**Exercise requirements:** Recast the data below as a numbered list, one line per item, with no blank lines. Leave the pictures out of your answer.

**Entries:**
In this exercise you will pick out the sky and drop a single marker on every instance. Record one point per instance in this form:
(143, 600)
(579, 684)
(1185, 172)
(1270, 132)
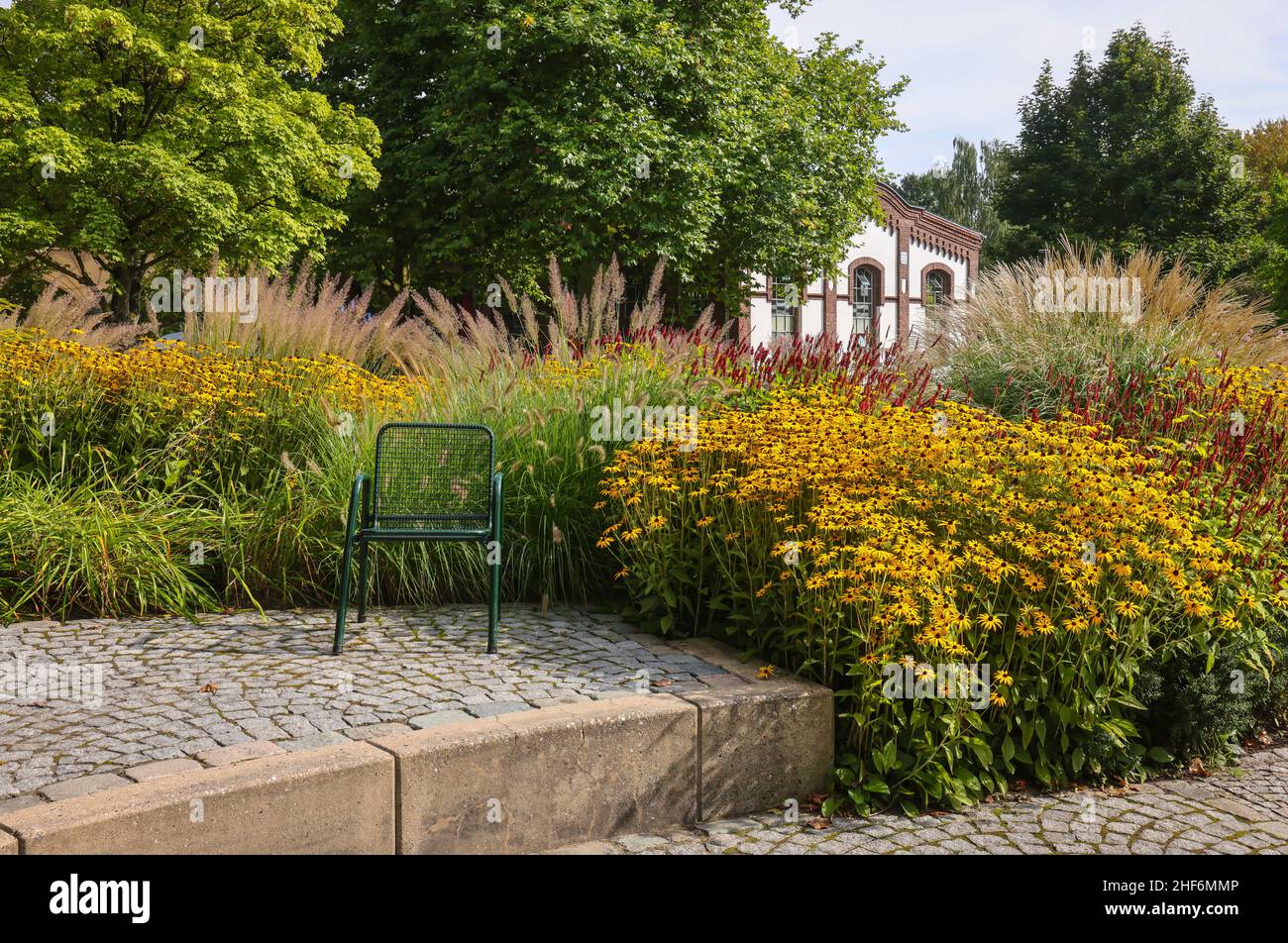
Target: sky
(970, 63)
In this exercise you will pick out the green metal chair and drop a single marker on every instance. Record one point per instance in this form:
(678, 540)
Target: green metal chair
(432, 482)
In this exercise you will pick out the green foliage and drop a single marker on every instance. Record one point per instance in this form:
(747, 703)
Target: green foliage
(606, 127)
(965, 191)
(1128, 157)
(158, 136)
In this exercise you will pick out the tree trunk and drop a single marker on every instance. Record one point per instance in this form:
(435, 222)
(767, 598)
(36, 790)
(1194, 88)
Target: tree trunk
(127, 279)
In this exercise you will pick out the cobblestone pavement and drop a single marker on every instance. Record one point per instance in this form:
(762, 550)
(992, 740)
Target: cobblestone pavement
(172, 689)
(1243, 810)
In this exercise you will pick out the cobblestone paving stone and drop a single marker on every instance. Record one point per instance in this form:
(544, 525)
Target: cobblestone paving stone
(171, 688)
(1241, 810)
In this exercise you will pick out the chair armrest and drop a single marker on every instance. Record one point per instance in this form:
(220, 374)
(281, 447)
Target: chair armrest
(359, 509)
(497, 510)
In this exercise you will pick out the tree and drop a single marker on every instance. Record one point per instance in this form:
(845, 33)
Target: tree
(590, 128)
(1266, 150)
(140, 136)
(1126, 155)
(965, 191)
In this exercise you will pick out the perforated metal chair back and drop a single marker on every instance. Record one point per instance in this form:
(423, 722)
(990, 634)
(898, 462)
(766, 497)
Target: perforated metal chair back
(433, 478)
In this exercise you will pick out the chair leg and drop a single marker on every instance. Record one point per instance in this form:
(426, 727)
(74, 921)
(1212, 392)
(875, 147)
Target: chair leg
(494, 608)
(343, 607)
(362, 579)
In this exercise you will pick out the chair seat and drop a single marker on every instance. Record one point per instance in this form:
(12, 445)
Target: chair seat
(428, 531)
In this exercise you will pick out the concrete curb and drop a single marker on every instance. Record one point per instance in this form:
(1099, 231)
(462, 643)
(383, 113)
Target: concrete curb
(510, 784)
(335, 800)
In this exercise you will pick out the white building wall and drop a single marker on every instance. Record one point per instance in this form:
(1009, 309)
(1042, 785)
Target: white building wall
(876, 243)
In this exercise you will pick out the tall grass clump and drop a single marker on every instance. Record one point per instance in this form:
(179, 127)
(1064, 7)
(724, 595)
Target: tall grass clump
(1078, 314)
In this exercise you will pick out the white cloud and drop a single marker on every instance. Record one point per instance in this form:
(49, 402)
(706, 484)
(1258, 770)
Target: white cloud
(970, 63)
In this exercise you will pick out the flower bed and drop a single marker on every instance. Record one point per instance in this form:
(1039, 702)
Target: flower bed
(1047, 558)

**Exercise response:**
1. In this exercise you will pick out the sky and drop a single marker on every instance. Record one point per instance in this form:
2. (143, 600)
3. (579, 684)
4. (1185, 172)
5. (1270, 132)
6. Target: sky
7. (970, 63)
8. In this exercise you will pick out the green metal chair and drop a single marker on every instance. Record one point per instance in this form:
9. (678, 540)
10. Target: green metal chair
11. (432, 482)
12. In this exercise you will pick out the green foliage and drop a single marker on every instance. Record one point per instance in this form:
13. (747, 703)
14. Target: green foliage
15. (606, 127)
16. (965, 191)
17. (1128, 157)
18. (158, 136)
19. In this exercise you will pick out the tree trunk and drop a single marker on every instance. Record one point per instance in this form:
20. (435, 222)
21. (767, 598)
22. (36, 790)
23. (1194, 88)
24. Target: tree trunk
25. (127, 279)
26. In this exercise you will pick out the cobblestone pavement and drop a single marker on every instance. Record one point per instance in this form:
27. (762, 550)
28. (992, 740)
29. Target: cobblestone pavement
30. (172, 689)
31. (1243, 810)
32. In this exercise you will pick out the cobblestone paving stone and drop a single marker on every instance. Record one point per instance in this form:
33. (544, 525)
34. Target: cobblestone paving stone
35. (171, 688)
36. (1241, 810)
37. In this exercise you will pick out the chair armrest and drop a single marker on every instance. Record one point per instance in this form:
38. (220, 374)
39. (281, 447)
40. Target: chair armrest
41. (359, 509)
42. (497, 510)
43. In this exercise you will pick out the tree and drop a single marker on every instance. Record one point per instance in this form:
44. (845, 33)
45. Target: tree
46. (590, 128)
47. (1266, 150)
48. (140, 136)
49. (1126, 155)
50. (965, 191)
51. In this exercise you will pick out the perforated metal chair back and drop a single marker on every instance. Record one point per instance in this form:
52. (423, 722)
53. (990, 634)
54. (898, 462)
55. (766, 497)
56. Target: perforated metal chair back
57. (433, 478)
58. In this exercise you will pick out the chair leg and drop a single marker on every instance. Record one point per instance in this form:
59. (426, 727)
60. (74, 921)
61. (1212, 392)
62. (875, 147)
63. Target: chair leg
64. (494, 608)
65. (343, 607)
66. (362, 579)
67. In this exercise you will pick out the chair seat and drop a single marker on every instance. Record one point per instance in this form:
68. (12, 445)
69. Target: chair seat
70. (428, 531)
71. In this exercise you will pick out the concrete curb and drop a single marker on every instance. Record one point per instance in this form:
72. (1099, 231)
73. (462, 643)
74. (383, 113)
75. Target: concrete curb
76. (510, 784)
77. (335, 800)
78. In this exercise you will pick out the white building wall and drop a single marker on every instance. Record one point per instance in this form:
79. (1009, 309)
80. (1042, 785)
81. Target: white building wall
82. (876, 243)
83. In this exercise you will pick out the tall grass clump and drop a single marker on every instance. Record one point per instance in this form:
84. (179, 127)
85. (1064, 7)
86. (724, 595)
87. Target: tall grass clump
88. (1078, 314)
89. In this exercise you will pick out the white cloud and drop a single marker on every instance. Record one point per instance in this form:
90. (49, 402)
91. (706, 484)
92. (1258, 770)
93. Target: white cloud
94. (970, 63)
95. In this exercise you will pick out the flower bed and drop a single marker on every instance. Record one point per instance in this form:
96. (1039, 702)
97. Target: flower bed
98. (1047, 558)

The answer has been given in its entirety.